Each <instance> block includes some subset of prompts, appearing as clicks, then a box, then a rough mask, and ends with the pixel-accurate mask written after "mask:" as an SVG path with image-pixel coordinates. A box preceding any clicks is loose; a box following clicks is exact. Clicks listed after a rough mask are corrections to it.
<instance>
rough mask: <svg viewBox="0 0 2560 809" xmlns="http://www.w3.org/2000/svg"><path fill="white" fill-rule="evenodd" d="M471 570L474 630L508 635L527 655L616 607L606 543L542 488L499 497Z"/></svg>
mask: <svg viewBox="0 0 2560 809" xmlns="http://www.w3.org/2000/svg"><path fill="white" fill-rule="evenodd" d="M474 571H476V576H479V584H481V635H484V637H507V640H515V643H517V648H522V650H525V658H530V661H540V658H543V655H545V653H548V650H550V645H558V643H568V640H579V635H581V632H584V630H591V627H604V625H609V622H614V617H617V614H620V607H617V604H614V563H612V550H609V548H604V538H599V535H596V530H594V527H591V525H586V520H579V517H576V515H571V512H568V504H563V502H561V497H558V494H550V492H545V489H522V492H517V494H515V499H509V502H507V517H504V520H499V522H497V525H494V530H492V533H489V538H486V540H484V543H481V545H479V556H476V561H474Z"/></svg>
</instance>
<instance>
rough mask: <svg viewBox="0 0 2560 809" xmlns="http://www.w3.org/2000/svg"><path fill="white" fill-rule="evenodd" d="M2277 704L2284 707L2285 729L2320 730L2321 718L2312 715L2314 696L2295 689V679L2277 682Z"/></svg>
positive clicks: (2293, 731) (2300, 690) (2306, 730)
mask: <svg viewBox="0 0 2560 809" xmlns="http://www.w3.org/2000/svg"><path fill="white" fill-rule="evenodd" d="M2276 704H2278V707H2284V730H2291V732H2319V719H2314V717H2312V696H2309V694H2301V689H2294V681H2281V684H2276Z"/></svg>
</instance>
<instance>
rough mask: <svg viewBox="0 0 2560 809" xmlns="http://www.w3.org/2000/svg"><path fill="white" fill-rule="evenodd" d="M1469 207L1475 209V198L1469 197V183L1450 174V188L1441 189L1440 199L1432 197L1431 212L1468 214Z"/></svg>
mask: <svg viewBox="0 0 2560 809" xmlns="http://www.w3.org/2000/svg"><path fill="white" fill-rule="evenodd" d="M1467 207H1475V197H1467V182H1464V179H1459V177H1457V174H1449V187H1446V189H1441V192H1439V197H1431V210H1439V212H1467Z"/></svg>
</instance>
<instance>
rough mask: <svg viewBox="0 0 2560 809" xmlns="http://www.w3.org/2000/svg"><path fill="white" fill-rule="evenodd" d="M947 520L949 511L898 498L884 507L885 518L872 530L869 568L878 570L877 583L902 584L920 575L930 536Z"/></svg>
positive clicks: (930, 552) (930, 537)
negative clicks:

**INSTRUCTIONS FOR THE TASK**
Copy out the data in full, exactly.

**WRITTEN RESPONSE**
Each <instance> block includes some subset of prompts, appearing as clicks, then a box, then a rough mask, and ends with the pixel-accurate mask written after "mask:" as an SVG path with image-pixel coordinates. A box preceding any clicks is loose; a box following clicks is exact. Clicks listed after a rough mask are corrections to it.
<instance>
rough mask: <svg viewBox="0 0 2560 809" xmlns="http://www.w3.org/2000/svg"><path fill="white" fill-rule="evenodd" d="M471 570L474 630L508 635L527 655L616 607L606 543L542 488L499 497Z"/></svg>
mask: <svg viewBox="0 0 2560 809" xmlns="http://www.w3.org/2000/svg"><path fill="white" fill-rule="evenodd" d="M474 571H476V576H479V584H481V635H484V637H507V640H515V643H517V648H522V650H525V658H530V661H540V658H543V655H545V653H548V650H550V645H558V643H568V640H579V635H581V632H584V630H591V627H604V625H609V622H614V617H617V614H620V607H617V604H614V563H612V550H609V548H604V538H599V535H596V530H594V527H591V525H586V520H579V517H576V515H571V512H568V504H563V502H561V497H558V494H550V492H545V489H522V492H517V494H515V499H509V502H507V517H504V520H499V522H497V525H494V530H492V533H489V538H486V540H484V543H481V545H479V556H476V561H474Z"/></svg>
</instance>
<instance>
rough mask: <svg viewBox="0 0 2560 809" xmlns="http://www.w3.org/2000/svg"><path fill="white" fill-rule="evenodd" d="M2277 704L2284 707L2285 729L2320 730L2321 718L2312 715L2314 696L2295 689V679L2277 682Z"/></svg>
positive clicks: (2293, 731) (2300, 690) (2306, 730)
mask: <svg viewBox="0 0 2560 809" xmlns="http://www.w3.org/2000/svg"><path fill="white" fill-rule="evenodd" d="M2276 704H2278V707H2284V730H2291V732H2319V719H2314V717H2312V696H2309V694H2301V689H2294V681H2281V684H2276Z"/></svg>
</instance>
<instance>
rough mask: <svg viewBox="0 0 2560 809" xmlns="http://www.w3.org/2000/svg"><path fill="white" fill-rule="evenodd" d="M1469 207L1475 209V198L1469 197V183L1450 174V188L1441 189L1440 199L1432 197L1431 212L1468 214Z"/></svg>
mask: <svg viewBox="0 0 2560 809" xmlns="http://www.w3.org/2000/svg"><path fill="white" fill-rule="evenodd" d="M1467 207H1475V197H1467V182H1464V179H1459V177H1457V174H1449V187H1446V189H1441V192H1439V197H1431V210H1439V212H1467Z"/></svg>
</instance>
<instance>
rough mask: <svg viewBox="0 0 2560 809" xmlns="http://www.w3.org/2000/svg"><path fill="white" fill-rule="evenodd" d="M947 520L949 511L898 498L884 507L885 518L872 530L869 568L878 570L877 583L902 584L920 575L930 536Z"/></svg>
positive clicks: (930, 552) (930, 537)
negative clicks:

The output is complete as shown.